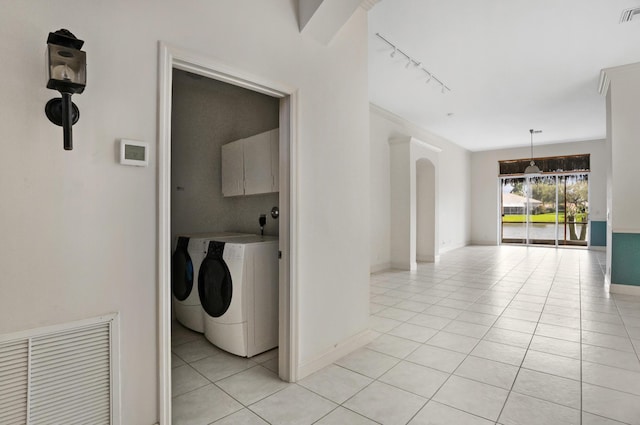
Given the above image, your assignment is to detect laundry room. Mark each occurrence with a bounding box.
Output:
[171,69,280,400]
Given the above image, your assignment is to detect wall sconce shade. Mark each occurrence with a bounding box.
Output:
[44,29,87,150]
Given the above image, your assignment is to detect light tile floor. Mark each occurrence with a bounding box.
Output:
[172,246,640,425]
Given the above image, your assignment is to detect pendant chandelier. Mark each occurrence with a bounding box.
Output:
[524,129,542,174]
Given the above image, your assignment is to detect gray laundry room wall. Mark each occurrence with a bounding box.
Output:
[171,69,280,239]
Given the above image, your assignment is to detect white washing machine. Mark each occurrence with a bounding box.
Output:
[171,232,247,333]
[198,235,278,357]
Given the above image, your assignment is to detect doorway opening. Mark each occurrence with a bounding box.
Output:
[499,173,589,247]
[158,42,298,425]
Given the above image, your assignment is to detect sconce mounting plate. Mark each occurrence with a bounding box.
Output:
[44,97,80,127]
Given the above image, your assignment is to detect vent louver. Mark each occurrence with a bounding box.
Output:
[0,316,117,425]
[620,7,640,24]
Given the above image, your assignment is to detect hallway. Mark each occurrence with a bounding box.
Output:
[173,246,640,425]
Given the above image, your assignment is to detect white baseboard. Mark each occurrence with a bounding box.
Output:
[391,261,418,270]
[469,241,498,246]
[440,243,467,254]
[609,283,640,296]
[369,263,391,274]
[417,255,436,263]
[298,329,378,380]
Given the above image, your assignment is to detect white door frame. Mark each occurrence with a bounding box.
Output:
[158,42,299,425]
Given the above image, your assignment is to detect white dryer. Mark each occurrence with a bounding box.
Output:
[198,235,278,357]
[171,232,247,333]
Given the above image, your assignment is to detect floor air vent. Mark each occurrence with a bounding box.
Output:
[0,315,117,425]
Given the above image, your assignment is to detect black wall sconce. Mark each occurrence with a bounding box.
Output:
[44,29,87,151]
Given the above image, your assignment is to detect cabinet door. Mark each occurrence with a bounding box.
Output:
[244,132,273,195]
[222,140,244,196]
[269,129,280,192]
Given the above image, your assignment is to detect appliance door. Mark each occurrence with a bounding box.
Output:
[171,236,193,301]
[198,241,233,317]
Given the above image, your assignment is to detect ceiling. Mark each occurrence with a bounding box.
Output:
[369,0,640,151]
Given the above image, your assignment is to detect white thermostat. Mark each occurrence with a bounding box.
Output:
[120,139,149,167]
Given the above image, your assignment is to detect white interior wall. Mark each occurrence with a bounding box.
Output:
[471,140,608,245]
[609,64,640,233]
[370,105,471,272]
[0,0,370,425]
[171,70,280,240]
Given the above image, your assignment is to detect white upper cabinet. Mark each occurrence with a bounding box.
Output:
[222,129,280,196]
[222,140,244,196]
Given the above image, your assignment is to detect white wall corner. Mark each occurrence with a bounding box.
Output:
[598,62,640,96]
[298,0,362,46]
[360,0,380,12]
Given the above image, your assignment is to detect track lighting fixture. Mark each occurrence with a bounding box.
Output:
[376,33,451,94]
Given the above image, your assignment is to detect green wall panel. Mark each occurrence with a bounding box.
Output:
[611,233,640,286]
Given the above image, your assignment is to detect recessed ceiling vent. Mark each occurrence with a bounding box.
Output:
[620,7,640,24]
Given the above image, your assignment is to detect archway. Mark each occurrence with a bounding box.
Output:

#### TASK TO CARRY OUT
Render as a numbered list the lines of the rows above, from the line containing "Given the above image, your assignment is to detect sconce" through the line containing "[158,42,299,425]", with both of those lines included and any blank lines omitted.

#### EXERCISE SOLUTION
1. Given the above image, your assignment is to detect sconce mounting plate. Mark each occurrence with a bounding box.
2. Output:
3. [44,97,80,127]
4. Given the above image, your assignment is to detect vent louver. Mark each occurrence with a bounding box.
5. Output:
6. [0,316,117,425]
7. [620,7,640,24]
8. Given the above image, your assignment is to detect hallway. Mark each occurrence with a bounding box.
9. Output:
10. [173,246,640,425]
11. Given the above image, your assignment is to detect white baseboard. Mark each occurrence with a bounding box.
12. Output:
13. [391,261,418,270]
14. [469,241,498,246]
15. [440,243,467,254]
16. [609,283,640,296]
17. [369,263,391,274]
18. [417,255,436,263]
19. [298,329,378,380]
20. Given the above image, your assignment is to detect white door frame. Mark each occurrence with a bounding box.
21. Output:
22. [158,42,299,425]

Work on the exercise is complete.